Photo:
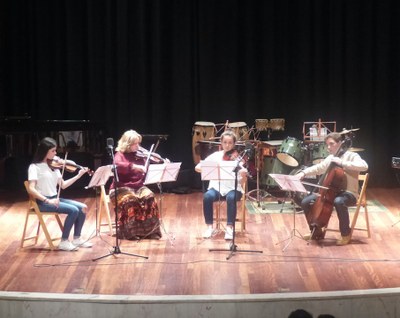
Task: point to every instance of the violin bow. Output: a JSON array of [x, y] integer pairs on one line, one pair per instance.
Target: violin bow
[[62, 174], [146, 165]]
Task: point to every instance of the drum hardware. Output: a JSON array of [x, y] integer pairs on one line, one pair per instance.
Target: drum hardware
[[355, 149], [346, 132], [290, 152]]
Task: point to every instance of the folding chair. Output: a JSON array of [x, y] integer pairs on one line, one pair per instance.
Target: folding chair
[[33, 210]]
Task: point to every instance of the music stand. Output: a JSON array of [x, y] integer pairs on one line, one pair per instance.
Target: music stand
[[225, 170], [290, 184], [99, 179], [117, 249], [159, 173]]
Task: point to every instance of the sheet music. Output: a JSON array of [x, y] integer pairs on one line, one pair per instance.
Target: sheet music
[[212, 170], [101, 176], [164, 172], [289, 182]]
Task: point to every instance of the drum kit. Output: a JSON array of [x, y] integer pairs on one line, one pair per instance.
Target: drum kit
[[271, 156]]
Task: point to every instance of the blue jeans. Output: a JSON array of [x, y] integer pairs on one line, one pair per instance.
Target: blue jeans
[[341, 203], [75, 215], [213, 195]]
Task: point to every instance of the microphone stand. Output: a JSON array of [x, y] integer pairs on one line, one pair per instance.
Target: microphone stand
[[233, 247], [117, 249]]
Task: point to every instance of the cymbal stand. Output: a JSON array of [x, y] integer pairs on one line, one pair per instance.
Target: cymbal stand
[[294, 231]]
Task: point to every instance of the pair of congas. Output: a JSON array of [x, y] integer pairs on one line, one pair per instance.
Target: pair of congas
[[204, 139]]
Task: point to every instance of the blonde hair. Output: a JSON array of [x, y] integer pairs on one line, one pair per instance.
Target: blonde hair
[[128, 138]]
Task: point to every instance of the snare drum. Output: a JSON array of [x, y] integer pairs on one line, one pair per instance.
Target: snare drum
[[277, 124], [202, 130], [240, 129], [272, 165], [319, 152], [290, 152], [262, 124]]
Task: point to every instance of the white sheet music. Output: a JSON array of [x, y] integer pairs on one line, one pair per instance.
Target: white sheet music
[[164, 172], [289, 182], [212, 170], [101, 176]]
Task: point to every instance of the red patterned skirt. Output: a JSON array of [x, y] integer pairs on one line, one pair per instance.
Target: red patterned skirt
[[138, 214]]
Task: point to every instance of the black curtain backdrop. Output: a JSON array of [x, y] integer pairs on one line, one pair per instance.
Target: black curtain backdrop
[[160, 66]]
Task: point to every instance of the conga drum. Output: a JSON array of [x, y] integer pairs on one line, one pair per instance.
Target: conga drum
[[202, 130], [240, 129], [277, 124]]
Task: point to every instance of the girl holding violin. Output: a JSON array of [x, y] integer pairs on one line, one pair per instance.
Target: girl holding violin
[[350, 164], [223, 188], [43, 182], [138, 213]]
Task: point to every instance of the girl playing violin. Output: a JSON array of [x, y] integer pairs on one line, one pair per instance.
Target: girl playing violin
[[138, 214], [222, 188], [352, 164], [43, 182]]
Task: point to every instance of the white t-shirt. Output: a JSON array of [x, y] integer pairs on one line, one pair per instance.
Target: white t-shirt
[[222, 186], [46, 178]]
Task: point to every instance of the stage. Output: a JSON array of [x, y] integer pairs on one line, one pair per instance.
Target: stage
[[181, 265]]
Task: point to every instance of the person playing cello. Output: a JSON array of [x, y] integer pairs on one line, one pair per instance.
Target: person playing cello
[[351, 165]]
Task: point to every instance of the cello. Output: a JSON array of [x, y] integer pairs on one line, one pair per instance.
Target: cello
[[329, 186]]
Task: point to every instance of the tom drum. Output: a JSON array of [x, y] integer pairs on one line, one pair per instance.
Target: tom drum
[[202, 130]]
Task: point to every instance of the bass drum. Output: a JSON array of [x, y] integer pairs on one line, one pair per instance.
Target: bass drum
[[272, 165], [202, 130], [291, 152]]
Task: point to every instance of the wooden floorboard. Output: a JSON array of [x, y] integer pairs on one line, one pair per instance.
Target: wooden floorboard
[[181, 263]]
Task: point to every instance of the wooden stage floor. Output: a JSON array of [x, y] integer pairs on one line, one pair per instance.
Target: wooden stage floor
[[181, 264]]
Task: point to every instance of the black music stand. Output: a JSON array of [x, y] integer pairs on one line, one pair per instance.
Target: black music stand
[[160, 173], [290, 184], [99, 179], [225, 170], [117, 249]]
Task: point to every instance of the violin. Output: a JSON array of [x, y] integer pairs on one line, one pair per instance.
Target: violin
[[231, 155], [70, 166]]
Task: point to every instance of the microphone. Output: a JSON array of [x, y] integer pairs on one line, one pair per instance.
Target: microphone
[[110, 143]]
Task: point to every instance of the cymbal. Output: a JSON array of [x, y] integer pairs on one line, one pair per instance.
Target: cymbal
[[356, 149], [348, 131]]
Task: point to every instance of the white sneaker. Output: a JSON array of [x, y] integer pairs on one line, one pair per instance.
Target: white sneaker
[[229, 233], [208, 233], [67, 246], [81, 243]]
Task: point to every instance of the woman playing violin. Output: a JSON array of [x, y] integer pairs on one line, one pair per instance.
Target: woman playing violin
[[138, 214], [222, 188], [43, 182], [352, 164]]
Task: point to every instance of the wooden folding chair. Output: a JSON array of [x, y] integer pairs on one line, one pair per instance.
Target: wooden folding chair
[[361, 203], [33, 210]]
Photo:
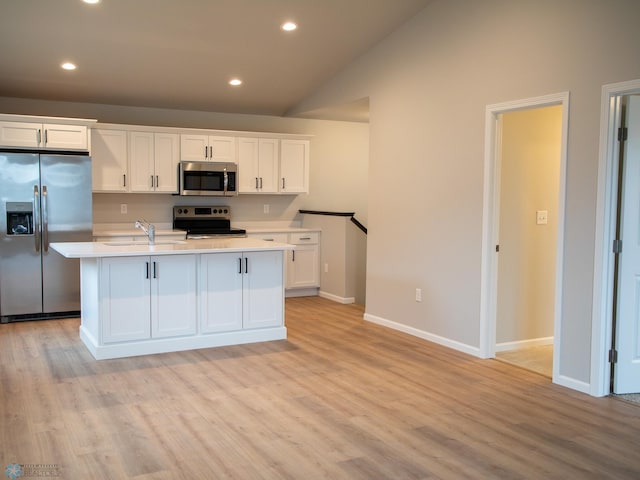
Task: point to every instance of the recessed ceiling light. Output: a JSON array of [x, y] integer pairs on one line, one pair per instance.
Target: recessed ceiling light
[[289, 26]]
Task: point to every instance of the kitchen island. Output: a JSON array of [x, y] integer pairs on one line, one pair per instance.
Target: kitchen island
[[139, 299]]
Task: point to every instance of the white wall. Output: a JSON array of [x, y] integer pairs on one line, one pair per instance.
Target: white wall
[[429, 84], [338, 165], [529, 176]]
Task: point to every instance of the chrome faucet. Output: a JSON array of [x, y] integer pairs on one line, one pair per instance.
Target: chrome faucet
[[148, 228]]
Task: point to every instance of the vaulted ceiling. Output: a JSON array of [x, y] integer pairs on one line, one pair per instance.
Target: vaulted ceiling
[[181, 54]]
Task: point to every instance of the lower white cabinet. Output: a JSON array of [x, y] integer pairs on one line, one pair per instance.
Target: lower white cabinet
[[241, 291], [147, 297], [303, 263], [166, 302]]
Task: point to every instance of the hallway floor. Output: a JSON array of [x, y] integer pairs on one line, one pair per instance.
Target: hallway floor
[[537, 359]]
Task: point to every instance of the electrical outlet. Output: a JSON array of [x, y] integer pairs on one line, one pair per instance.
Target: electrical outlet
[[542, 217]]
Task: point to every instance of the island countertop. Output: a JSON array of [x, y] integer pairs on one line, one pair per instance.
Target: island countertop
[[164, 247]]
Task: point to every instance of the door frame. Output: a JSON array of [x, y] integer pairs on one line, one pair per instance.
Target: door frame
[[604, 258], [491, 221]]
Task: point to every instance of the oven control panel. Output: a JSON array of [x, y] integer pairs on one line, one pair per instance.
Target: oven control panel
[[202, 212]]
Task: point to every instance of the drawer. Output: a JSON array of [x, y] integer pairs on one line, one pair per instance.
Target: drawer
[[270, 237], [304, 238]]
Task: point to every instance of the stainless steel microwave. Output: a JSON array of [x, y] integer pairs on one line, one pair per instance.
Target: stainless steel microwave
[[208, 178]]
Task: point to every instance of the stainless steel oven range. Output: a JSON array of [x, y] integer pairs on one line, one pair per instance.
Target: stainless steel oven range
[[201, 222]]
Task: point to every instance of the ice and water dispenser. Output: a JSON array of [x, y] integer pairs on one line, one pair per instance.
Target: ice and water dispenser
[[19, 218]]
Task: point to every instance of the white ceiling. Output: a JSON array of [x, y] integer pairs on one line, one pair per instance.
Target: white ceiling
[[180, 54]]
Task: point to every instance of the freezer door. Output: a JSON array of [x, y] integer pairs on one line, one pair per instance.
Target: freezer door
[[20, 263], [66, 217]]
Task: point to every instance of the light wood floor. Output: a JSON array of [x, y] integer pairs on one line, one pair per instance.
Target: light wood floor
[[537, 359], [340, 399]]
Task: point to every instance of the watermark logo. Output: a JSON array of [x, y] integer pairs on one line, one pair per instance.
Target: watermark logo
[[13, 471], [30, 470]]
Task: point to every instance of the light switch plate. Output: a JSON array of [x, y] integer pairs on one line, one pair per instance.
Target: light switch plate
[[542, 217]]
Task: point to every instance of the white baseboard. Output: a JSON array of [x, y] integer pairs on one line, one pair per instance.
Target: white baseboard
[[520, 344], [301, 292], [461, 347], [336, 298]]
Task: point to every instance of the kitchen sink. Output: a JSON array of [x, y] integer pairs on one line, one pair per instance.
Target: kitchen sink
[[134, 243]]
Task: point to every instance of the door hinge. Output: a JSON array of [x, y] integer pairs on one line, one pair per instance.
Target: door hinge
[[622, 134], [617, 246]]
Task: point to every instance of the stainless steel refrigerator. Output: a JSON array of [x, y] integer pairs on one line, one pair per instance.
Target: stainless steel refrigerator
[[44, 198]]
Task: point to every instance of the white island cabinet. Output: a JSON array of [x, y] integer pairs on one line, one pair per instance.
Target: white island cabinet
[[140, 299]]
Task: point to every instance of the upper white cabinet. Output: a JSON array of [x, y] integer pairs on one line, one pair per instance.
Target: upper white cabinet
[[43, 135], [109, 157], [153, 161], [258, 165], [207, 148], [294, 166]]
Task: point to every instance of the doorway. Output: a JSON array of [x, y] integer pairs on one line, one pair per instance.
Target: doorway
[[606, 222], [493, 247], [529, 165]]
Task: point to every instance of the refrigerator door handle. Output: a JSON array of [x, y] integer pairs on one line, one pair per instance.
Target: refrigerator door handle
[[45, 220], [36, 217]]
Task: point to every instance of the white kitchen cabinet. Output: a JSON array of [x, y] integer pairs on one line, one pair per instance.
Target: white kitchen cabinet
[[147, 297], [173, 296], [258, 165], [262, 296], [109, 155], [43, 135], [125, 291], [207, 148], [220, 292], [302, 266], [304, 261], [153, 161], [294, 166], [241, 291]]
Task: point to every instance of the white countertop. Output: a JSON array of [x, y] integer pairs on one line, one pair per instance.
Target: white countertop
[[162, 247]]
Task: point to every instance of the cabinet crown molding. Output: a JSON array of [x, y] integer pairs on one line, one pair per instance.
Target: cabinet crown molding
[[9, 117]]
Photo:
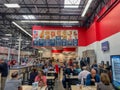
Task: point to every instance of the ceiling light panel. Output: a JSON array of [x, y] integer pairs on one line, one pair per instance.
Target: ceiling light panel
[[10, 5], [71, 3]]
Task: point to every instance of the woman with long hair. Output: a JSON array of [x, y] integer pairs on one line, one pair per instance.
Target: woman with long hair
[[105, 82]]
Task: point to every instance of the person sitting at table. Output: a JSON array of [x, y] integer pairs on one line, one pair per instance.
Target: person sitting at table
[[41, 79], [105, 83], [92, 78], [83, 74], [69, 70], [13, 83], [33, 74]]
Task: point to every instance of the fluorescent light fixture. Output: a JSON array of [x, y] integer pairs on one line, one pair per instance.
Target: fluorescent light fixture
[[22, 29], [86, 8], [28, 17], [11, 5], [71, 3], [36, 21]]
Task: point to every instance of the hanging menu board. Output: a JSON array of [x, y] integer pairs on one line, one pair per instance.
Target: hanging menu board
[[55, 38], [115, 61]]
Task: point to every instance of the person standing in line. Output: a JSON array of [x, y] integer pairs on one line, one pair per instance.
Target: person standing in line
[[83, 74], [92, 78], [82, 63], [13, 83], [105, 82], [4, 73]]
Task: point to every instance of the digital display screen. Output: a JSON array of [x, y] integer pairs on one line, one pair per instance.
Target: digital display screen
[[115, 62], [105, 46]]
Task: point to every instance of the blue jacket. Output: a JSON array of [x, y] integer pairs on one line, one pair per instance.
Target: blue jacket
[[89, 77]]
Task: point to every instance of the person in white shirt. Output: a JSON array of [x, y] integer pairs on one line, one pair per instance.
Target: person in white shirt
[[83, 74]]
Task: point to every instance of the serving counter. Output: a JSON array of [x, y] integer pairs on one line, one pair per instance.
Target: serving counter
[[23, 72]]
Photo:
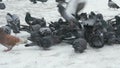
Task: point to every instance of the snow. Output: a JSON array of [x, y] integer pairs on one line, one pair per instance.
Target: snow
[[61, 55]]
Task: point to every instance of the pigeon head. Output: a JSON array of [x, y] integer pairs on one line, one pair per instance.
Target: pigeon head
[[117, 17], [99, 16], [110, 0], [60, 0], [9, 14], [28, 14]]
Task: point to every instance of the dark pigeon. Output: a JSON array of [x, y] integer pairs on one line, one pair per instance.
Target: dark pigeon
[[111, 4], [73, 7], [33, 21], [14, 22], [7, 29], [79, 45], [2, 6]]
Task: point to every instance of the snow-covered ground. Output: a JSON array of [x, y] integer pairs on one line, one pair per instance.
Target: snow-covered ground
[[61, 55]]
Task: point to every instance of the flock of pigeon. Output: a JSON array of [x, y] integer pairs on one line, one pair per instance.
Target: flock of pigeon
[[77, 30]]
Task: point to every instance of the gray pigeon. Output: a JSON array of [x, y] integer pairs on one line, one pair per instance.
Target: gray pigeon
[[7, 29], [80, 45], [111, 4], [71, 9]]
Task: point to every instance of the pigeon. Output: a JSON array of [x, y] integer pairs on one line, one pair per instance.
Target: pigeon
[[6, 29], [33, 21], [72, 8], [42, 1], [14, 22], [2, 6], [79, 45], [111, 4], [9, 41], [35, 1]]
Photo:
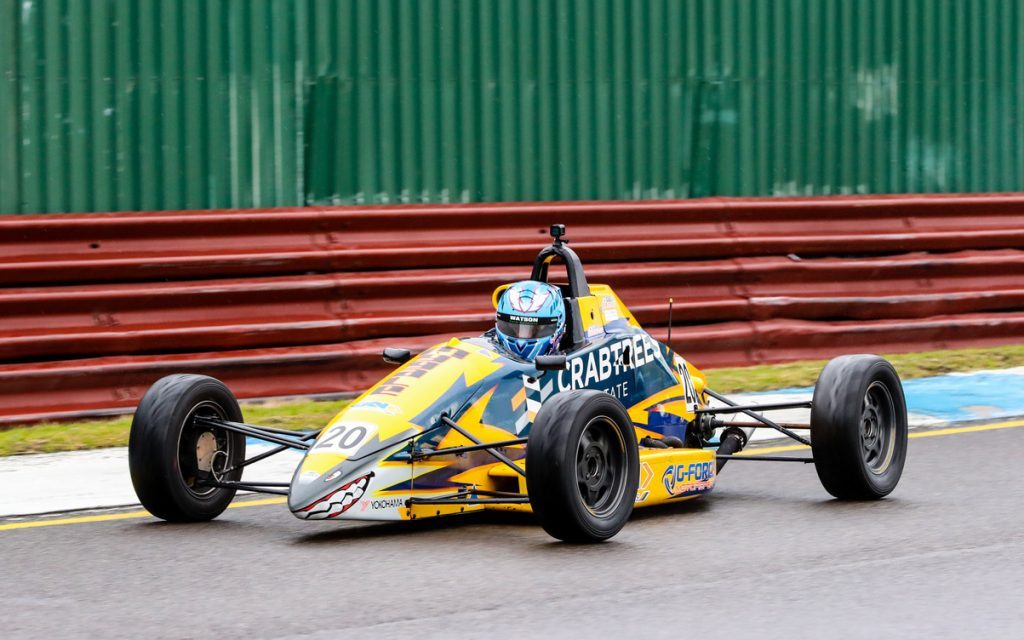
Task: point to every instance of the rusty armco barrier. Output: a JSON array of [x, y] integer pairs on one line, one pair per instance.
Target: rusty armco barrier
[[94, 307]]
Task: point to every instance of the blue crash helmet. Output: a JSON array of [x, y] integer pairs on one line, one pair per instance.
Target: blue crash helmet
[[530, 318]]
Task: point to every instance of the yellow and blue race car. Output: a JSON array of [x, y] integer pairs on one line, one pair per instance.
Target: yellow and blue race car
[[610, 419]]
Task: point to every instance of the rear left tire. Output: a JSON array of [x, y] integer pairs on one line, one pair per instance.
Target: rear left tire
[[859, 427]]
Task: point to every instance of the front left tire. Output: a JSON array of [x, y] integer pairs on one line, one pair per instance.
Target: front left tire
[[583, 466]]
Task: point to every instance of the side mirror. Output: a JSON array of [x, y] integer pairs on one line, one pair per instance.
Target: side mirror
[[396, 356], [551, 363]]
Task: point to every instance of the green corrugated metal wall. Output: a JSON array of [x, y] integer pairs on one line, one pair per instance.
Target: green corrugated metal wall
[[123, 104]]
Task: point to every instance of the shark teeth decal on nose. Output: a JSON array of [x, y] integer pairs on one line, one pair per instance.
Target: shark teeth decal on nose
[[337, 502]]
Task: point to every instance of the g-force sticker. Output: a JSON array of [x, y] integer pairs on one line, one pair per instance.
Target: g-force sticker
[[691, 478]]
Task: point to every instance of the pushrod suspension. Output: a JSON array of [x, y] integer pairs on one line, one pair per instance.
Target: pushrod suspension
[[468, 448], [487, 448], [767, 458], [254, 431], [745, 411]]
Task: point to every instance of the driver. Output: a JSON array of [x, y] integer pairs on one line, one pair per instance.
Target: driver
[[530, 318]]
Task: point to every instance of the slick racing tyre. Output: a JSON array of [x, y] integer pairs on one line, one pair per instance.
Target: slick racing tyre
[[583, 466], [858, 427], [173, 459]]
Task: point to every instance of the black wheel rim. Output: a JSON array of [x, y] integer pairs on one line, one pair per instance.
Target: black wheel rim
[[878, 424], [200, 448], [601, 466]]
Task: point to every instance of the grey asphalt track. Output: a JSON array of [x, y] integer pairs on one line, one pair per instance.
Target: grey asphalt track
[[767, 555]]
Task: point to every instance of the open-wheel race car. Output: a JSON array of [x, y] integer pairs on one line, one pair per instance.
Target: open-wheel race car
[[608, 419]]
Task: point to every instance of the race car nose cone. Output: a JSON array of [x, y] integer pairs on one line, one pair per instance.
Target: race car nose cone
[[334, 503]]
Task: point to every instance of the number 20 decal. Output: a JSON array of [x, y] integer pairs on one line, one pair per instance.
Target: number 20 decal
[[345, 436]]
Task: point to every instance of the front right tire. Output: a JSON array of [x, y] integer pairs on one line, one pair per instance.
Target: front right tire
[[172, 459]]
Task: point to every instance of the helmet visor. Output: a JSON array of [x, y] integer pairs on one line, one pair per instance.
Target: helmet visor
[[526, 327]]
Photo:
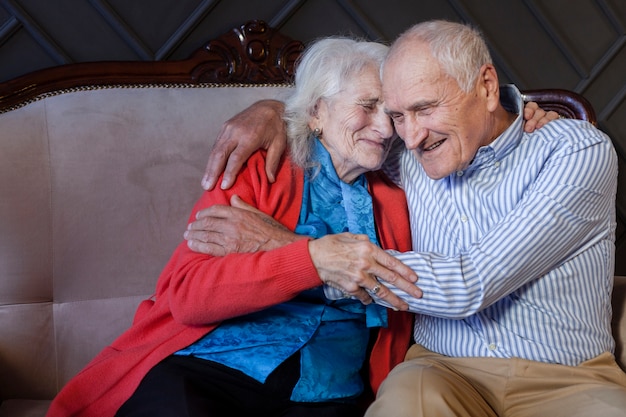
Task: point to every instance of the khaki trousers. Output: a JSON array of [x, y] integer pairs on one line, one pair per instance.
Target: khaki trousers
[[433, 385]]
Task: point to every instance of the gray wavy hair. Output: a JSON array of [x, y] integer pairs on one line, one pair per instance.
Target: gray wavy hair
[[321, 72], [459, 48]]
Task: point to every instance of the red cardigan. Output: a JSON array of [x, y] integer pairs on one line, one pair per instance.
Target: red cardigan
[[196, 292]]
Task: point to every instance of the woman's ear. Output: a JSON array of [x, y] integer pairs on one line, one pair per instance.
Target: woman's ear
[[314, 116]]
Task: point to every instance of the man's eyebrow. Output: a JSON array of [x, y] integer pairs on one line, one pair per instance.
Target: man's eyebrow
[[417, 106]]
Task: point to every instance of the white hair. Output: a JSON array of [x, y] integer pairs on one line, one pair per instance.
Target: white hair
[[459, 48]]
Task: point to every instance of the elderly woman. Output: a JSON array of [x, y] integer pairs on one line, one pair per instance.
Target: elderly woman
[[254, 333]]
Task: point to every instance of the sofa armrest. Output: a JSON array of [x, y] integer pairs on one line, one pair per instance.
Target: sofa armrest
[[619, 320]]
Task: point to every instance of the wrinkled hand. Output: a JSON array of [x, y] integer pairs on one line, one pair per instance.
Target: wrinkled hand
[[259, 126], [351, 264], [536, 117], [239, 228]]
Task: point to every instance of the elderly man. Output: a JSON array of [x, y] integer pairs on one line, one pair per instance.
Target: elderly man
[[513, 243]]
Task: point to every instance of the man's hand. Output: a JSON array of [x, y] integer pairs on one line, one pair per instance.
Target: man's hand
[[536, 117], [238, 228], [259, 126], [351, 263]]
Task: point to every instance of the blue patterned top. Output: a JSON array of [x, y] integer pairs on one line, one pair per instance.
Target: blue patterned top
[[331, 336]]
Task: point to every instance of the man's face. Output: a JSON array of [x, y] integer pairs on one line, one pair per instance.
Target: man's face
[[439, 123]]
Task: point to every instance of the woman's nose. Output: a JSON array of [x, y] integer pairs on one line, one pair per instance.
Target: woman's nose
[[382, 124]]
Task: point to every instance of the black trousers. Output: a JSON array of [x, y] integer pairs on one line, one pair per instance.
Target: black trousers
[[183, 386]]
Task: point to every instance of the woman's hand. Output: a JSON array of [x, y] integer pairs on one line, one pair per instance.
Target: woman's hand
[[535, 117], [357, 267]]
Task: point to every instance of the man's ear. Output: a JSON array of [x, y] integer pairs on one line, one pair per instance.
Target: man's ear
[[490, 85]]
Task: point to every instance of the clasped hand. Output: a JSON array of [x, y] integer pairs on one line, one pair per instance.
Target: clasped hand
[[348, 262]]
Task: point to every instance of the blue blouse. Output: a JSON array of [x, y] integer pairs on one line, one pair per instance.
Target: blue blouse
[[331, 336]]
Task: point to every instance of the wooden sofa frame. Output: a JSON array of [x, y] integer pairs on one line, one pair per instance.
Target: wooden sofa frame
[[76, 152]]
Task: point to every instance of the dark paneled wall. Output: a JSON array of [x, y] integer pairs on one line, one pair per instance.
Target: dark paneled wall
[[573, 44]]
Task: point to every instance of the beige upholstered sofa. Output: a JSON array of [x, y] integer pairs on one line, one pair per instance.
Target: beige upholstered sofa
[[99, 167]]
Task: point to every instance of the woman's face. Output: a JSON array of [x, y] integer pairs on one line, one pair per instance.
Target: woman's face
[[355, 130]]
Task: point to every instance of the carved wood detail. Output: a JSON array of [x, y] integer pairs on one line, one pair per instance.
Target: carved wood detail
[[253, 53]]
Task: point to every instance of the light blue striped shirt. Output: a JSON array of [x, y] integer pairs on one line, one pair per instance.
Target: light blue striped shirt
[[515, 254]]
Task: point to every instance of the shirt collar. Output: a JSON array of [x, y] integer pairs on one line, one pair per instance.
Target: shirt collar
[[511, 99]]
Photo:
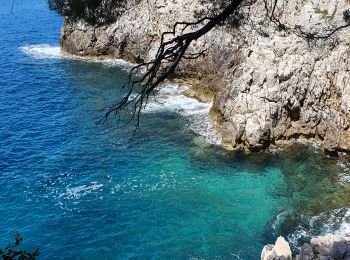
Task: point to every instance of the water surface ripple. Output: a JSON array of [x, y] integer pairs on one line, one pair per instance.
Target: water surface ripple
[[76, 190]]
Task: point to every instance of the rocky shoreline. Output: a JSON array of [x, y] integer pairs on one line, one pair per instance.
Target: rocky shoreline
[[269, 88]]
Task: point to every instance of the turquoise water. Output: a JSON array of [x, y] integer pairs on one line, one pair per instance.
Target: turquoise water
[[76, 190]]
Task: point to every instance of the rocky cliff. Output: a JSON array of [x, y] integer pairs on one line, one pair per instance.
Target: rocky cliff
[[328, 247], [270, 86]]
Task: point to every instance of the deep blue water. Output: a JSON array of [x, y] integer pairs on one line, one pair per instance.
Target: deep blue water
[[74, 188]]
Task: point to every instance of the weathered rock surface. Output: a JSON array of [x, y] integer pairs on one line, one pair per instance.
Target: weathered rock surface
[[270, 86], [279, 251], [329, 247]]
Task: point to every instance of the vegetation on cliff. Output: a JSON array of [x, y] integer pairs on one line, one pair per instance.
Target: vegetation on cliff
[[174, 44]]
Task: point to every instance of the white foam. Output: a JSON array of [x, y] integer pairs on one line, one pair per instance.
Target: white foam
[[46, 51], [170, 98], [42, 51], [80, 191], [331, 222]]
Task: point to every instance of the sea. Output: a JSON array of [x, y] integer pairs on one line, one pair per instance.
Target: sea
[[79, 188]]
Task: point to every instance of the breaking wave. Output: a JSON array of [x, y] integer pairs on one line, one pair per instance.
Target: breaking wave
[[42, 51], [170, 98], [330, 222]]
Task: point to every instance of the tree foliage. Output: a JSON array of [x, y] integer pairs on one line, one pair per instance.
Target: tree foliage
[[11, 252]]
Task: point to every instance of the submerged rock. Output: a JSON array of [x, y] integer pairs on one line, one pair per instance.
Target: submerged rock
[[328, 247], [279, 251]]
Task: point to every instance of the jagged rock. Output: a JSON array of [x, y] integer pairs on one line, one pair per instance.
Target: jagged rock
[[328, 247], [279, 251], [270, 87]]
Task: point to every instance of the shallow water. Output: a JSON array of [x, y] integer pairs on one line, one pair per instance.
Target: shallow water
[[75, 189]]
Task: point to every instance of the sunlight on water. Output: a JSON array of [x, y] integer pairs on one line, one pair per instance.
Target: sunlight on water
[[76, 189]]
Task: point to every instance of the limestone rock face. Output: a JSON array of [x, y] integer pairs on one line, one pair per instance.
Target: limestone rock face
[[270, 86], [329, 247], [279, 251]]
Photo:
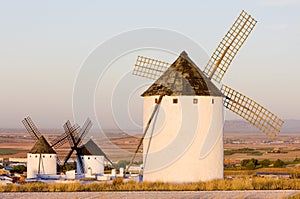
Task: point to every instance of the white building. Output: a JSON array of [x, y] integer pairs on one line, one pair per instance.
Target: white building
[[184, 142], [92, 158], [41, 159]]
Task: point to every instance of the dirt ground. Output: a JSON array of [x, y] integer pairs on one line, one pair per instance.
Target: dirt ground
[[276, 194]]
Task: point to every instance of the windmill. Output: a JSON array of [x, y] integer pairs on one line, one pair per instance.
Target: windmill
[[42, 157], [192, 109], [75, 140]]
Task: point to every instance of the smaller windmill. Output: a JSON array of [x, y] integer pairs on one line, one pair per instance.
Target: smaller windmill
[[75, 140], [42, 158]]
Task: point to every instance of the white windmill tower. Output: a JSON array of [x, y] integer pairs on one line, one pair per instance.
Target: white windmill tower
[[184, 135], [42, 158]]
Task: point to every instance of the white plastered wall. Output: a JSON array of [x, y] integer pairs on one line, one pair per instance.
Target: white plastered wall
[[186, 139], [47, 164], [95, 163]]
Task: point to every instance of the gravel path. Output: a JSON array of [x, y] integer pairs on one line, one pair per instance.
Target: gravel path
-=-=-
# [What is expected]
Everything above from the line containing "Task: point to every instance of the cello." through the line containing "Task: point to every instance of the bass" must be copied exactly. Nothing outside that range belongs in the answer.

# [Response for this exercise]
Task: point to every instance of the cello. Output: a JSON array of [x, y] integer pairs on one line, one pair per instance.
Target: cello
[[329, 186]]
Task: point to every instance of the tom drum. Output: a JSON array of [x, y] integer pairs on one line, one pair per instance.
Target: tom drum
[[202, 130]]
Task: point to every instance of the bass drum. Output: a JSON array of [x, y] integer pairs on one line, one pair per instance.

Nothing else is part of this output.